WHAT TO WORK ON »
**A)** Do these statements agree with the trade envoy speech? For each, answer yes or no and quote the deciding words. (i) The speaker has held the trade envoy role for five years. (ii) Three of BP's five major international projects are in Algeria. (iii) The IMF advised Algeria to raise fiscal revenues from hydrocarbon sources.
**B)** Write out the trade envoy speech word for word from "In trying to" to "from non-hydrocarbon sources.".

DOCUMENT EXTRACT »
________________________________________
There are 28 Prime Minister’s trade envoys across the party divides and in both Houses of Parliament. Indeed, it is an honour and privilege to be one of them, in my case in Africa, specifically Algeria. In the five years I have undertaken this role I have seen a much greater drive to make our exports more coherent and efficient, but, as my noble friend Lord Popat observed, we continue to run a trade imbalance.
In trying to remedy this, and simply as an example of real life, I will touch on our commercial activities in Algeria. Very well-known energy-related companies have been operating there for years, such as BP and Petrofac. Of BP’s five major international projects, two are in Algeria. In addition, there is at hand and on offer British experience on renewables and our unique experience in the North Sea. But the dramatic fall in the price of petrol and oil was a wake-up call for Algeria. This is now a reason for it to want to diversify its economy. Indeed, that is exactly the advice the IMF gave it: to increase fiscal revenues from non-hydrocarbon sources.
________________________________________
DATA RECORDS »

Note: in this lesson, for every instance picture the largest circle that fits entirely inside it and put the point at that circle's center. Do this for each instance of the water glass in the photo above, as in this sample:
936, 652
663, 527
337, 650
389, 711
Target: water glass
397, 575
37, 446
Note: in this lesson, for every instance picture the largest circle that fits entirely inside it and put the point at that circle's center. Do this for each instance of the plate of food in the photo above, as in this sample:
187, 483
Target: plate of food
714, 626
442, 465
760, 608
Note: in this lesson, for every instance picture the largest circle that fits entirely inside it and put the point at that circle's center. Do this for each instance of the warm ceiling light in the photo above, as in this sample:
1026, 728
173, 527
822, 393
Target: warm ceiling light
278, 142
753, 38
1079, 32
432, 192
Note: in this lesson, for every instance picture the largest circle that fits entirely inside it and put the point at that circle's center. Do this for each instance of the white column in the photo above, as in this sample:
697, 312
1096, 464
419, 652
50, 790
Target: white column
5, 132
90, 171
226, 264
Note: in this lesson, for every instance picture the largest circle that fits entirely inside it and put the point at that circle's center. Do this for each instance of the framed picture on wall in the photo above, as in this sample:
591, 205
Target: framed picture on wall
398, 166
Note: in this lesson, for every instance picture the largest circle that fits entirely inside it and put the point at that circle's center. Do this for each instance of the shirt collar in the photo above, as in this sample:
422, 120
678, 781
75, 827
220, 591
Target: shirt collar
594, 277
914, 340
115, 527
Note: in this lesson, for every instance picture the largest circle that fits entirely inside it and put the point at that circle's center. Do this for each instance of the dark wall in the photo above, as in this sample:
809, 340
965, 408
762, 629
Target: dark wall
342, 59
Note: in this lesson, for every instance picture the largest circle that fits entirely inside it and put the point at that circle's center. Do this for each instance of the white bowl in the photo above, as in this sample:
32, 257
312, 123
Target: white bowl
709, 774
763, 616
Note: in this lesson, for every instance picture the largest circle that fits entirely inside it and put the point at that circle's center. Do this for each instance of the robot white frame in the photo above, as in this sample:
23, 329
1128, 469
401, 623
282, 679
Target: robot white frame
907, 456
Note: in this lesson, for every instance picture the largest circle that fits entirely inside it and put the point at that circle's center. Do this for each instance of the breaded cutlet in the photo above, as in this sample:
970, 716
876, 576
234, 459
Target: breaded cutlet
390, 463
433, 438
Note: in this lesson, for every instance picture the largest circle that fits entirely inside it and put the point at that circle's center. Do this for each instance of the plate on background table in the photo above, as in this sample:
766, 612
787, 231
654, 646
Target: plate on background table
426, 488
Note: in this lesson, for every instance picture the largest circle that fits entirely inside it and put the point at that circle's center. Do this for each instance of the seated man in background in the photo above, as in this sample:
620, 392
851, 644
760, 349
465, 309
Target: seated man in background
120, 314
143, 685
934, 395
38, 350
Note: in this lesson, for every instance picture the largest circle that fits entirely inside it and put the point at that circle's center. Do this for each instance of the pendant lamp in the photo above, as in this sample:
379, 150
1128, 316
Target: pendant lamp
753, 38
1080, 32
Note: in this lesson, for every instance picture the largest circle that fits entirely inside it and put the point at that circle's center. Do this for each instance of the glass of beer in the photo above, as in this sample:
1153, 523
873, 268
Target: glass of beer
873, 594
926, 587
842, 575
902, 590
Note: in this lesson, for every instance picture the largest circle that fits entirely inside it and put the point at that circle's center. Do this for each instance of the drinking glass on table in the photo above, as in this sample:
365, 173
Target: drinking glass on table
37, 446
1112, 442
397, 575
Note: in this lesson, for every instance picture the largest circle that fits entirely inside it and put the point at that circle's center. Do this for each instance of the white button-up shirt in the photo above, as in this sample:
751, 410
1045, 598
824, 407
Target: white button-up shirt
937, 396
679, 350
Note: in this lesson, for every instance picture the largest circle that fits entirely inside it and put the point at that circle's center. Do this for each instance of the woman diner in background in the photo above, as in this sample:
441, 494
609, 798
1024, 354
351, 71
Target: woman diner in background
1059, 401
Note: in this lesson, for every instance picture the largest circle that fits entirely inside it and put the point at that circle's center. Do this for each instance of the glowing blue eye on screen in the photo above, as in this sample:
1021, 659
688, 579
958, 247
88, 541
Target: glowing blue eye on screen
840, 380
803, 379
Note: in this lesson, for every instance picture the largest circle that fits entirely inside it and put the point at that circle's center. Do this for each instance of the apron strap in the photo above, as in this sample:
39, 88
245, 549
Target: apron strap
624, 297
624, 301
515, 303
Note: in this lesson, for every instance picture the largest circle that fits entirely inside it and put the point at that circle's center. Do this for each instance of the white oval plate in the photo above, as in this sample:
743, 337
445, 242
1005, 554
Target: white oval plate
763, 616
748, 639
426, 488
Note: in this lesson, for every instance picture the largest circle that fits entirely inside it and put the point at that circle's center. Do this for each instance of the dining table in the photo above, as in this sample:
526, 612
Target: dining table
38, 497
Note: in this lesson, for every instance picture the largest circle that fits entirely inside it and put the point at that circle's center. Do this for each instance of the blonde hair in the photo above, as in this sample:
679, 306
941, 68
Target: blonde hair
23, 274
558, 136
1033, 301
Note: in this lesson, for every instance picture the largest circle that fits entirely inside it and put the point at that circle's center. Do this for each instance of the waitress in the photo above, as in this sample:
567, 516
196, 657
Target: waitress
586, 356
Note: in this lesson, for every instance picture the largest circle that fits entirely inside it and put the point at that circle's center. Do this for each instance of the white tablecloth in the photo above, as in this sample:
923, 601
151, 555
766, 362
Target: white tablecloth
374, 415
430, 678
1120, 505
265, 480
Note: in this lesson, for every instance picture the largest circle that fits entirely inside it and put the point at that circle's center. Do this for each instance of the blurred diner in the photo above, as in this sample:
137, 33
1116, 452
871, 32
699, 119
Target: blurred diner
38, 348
________________________________________
WRITTEN RESPONSES »
**A)**
(i) Yes: "In the five years I have undertaken this role"
(ii) No: "Of BP’s five major international projects, two are in Algeria."
(iii) No: "to increase fiscal revenues from non-hydrocarbon sources"

**B)**
In trying to remedy this, and simply as an example of real life, I will touch on our commercial activities in Algeria. Very well-known energy-related companies have been operating there for years, such as BP and Petrofac. Of BP’s five major international projects, two are in Algeria. In addition, there is at hand and on offer British experience on renewables and our unique experience in the North Sea. But the dramatic fall in the price of petrol and oil was a wake-up call for Algeria. This is now a reason for it to want to diversify its economy. Indeed, that is exactly the advice the IMF gave it: to increase fiscal revenues from non-hydrocarbon sources.